**Tantangan A:** Menurut potongan dokumen berikut, siapa saja tokoh teori belajar pertumbuhan kognitif?

━━ Potongan Dokumen ━━

2)      Teori belajar pertumbuhan kognitif umumnya teori ini digunakan untuk anak-anak dan remaja dengan menekankan pada kemampuan kecerdasan intelektual dan kemampuan bahasa melalui pemikiran. Teori belajar pertumbuhan kognitif berusaha menjelaskan dalam belajar orang-orang berpikir. Tokoh dari teori belajar pertumbuhan kognitif adalah Piaget, Bruner dan Ausebel.
3)      Teori belajar humanistik pada dasarrnya memiliki tujuan belajar untuk memanusiakan manusia. Oleh karena itu proses belajar dapat dianggap berhasil apabila si pembelajar telah memahami lingkungannya dan dirinya sendiri. Teori belajar humanistik umumnya digunakan untuk orang dewasa yang menekankan pada perubahan perilaku yang melibatkan perubahan kebiasaan, pikiran, nilai-nilai, kepribadian, keyakinan dan penggunaan pengalaman dalam kehidupan serta sinergitas antara pikiran dan perasaan. Tokoh teori belajar humanistik adalah Malcom S. Knowles, Arthur W. Combs, Abraham Maslow dan Carl Rogers.

3.    3. Apabila dibandingkan dengan kritik Paulo Freire dalam bukunya “Paedagogy of The Oppressed”; mana konsep pendidikan yang identik teori belajar behavioristik dan sebutkan alasan-alasan; mana konsep pendidikan yang identik dengan teori belajar humanistik dan sebutkan alasan-alasannya. Uraikan jawaban anda!

Jawaban
Dalam buku pendidikan kaum tertindas konsep pendidikan yang identik dengan teori belajar behavioristik adalah konsep pendidikan dengan gaya bank. Dalam konsep pendidikan dalam gaya bank, pengetahuan merupakan sebuah anugerah yang dihibahkan oleh mereka yang menganggap dirinya berpengetahuan kepada mereka yang dianggap tidak memiliki pengetahuan apa-apa. Menganggap bodoh secara mutlak pada orang lain. Pendidikan gaya bank memelihara bahkan mempertajam kontradiksi itu melalui cara-cara dan kebiasaan-kebiasaan sebagai berikut.
1)      Guru mengajar, murid diajar.
2)      Guru mengetahui segala sesuatu, murid tidak tahu apa-apa.
3)      Guru berpikir, murid dipikirkan.
4)      Guru bercerita, murid patuh mendengarkan.
5)      Guru menentukan peraturan, murid diatur.
6)      Guru memilih dan memaksakan pilihannya, murid menyetujuinya.
7)      Guru berbuat, murid membayangkan dirinya berbuat melalui perbuatan gurunya.
8)      Guru memilih bahan dan isi pelajaran, murid (tanpa diminta pendapatnya) menyesuaikan diri dengan pelajaran itu.
9)      Guru mencampuradukkan kewenangan ilmu pengetahuan dan kewenangan jabatannya, yang ia lakukan untuk menghalangi kebebasan murid.

━━━
━━ Masukan Tugas ━━

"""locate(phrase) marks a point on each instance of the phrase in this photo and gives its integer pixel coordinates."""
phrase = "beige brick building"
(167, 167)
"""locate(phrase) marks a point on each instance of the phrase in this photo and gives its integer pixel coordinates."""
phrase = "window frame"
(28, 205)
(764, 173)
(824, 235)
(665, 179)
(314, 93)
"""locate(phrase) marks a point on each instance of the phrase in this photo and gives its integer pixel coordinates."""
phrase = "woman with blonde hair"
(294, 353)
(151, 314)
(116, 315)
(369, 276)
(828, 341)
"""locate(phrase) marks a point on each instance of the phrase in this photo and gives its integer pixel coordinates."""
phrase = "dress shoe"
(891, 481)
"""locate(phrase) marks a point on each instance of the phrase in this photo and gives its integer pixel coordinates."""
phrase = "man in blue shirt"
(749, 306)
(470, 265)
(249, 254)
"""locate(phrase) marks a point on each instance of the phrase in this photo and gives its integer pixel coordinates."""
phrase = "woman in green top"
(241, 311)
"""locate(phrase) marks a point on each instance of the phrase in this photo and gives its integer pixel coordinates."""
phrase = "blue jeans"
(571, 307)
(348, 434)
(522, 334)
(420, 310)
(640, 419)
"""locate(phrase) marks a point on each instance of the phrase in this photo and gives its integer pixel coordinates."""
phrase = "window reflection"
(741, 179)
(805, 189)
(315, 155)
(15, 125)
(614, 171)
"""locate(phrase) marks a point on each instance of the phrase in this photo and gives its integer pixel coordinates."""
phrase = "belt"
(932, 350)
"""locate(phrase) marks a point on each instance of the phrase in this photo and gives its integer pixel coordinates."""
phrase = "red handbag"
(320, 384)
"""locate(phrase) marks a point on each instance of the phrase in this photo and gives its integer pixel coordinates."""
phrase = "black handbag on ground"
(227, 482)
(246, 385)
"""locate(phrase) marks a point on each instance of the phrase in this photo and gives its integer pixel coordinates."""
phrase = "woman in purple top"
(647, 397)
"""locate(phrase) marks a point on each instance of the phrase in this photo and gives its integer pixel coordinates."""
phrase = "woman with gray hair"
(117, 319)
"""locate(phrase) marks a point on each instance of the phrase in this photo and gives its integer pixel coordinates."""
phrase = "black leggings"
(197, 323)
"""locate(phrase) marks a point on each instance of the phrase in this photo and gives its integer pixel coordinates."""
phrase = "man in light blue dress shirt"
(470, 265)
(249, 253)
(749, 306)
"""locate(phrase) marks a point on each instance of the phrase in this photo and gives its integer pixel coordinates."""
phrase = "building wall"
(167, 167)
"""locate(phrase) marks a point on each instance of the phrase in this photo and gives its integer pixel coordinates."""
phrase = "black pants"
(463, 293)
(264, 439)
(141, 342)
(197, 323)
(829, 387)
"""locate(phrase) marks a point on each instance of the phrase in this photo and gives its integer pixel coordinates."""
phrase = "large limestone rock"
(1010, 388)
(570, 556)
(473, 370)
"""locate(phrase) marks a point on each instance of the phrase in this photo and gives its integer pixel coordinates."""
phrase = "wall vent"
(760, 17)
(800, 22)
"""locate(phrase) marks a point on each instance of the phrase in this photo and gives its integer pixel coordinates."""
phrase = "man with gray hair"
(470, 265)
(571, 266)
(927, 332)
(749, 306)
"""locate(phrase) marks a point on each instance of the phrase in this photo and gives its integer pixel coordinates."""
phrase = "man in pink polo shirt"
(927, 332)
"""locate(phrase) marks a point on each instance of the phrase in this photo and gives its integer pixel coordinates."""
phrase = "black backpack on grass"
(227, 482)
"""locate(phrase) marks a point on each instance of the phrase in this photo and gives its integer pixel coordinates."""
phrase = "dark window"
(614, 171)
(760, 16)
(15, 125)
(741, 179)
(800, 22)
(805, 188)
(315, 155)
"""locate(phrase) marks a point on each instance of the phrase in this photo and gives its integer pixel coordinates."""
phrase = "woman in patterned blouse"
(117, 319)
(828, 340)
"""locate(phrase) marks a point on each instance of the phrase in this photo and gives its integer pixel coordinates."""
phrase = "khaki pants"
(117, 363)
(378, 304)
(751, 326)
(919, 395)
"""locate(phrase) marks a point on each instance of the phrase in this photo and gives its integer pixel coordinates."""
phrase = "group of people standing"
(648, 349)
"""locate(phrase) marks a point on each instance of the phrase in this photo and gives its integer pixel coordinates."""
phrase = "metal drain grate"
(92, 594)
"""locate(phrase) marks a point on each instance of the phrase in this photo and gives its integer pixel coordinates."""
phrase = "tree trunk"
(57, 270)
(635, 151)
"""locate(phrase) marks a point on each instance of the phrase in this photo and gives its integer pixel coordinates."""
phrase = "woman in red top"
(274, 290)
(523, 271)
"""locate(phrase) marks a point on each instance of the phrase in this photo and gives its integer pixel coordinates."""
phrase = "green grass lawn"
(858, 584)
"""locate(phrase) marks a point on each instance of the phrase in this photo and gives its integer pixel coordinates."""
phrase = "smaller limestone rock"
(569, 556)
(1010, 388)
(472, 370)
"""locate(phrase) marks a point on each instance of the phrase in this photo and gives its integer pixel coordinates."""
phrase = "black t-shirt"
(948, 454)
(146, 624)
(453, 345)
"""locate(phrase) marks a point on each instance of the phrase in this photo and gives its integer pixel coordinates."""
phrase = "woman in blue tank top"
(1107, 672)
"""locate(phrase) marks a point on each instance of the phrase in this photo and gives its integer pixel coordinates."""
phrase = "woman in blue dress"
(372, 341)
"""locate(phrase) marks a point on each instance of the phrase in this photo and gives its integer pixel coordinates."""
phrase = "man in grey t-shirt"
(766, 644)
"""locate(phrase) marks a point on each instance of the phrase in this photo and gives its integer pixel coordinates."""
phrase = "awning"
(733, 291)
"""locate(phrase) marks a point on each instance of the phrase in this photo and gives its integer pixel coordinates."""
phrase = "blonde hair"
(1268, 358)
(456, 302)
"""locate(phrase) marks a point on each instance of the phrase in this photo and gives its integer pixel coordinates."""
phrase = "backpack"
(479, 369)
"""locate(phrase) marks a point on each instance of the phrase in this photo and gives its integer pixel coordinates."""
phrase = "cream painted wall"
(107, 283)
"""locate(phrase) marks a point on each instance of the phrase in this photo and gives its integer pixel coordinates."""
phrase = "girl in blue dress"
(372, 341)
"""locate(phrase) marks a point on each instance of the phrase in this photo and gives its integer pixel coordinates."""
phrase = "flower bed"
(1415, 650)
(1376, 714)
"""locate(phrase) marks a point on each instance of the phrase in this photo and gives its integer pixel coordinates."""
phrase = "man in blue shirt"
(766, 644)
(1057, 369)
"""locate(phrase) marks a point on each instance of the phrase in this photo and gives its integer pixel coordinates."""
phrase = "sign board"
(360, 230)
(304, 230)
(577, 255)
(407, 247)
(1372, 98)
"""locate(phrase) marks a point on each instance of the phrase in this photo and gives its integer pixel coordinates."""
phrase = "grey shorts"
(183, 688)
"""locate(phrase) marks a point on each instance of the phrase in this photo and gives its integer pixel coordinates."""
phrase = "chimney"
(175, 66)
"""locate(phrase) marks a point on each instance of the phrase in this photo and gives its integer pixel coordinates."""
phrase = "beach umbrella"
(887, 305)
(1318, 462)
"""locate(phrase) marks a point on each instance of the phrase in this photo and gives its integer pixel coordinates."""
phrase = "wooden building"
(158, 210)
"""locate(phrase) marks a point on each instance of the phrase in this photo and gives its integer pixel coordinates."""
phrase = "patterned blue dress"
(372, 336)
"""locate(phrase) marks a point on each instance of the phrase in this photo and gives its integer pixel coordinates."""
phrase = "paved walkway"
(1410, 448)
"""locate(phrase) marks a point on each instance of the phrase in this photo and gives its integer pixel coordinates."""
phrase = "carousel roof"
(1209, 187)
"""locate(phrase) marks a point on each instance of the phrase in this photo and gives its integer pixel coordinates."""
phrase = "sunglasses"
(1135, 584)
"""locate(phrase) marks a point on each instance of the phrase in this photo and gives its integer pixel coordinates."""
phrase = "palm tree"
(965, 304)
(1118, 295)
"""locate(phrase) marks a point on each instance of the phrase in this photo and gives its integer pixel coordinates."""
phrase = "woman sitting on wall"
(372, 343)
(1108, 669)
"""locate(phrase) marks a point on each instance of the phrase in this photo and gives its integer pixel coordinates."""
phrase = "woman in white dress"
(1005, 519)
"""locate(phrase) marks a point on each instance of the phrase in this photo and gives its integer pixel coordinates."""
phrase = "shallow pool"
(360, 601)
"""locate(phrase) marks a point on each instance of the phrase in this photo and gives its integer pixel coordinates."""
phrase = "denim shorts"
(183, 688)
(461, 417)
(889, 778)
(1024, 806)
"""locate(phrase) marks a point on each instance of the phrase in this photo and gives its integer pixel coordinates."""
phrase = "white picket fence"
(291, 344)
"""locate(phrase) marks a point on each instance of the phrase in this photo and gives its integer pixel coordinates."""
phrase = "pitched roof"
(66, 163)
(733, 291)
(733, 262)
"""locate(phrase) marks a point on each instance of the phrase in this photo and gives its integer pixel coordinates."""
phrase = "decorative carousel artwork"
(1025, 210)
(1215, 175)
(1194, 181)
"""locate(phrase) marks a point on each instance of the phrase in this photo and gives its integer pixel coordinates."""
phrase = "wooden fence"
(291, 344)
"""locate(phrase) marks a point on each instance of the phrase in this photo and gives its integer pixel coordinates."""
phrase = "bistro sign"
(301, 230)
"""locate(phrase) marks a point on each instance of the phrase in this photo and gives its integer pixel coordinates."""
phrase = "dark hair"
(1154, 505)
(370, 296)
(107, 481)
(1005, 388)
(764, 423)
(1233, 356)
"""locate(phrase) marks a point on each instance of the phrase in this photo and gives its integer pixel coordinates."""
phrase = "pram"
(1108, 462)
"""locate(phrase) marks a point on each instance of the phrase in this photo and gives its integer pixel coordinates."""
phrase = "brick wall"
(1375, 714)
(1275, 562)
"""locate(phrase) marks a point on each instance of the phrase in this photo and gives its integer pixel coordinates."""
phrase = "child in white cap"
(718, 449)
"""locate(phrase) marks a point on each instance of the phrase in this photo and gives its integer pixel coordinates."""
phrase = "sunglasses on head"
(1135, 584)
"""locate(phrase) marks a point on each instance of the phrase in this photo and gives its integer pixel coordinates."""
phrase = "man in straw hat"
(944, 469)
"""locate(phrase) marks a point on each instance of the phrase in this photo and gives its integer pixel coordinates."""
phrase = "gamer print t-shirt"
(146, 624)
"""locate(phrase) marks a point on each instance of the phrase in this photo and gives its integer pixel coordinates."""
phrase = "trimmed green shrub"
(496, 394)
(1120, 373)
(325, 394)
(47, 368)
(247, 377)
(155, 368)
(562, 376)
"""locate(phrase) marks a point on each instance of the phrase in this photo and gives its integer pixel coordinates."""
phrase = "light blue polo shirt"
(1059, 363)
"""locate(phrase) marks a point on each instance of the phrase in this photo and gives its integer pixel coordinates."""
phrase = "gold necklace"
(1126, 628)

━━━

**Tantangan B:** Cari semua baris yang mengandung kata "dress", lalu salin baris-baris tersebut.

**Jawaban Latihan A:** Piaget, Bruner, dan Ausebel.

**Jawaban Latihan B:**
phrase = "dress shoe"
phrase = "man in light blue dress shirt"
phrase = "woman in blue dress"
phrase = "girl in blue dress"
phrase = "patterned blue dress"
phrase = "woman in white dress"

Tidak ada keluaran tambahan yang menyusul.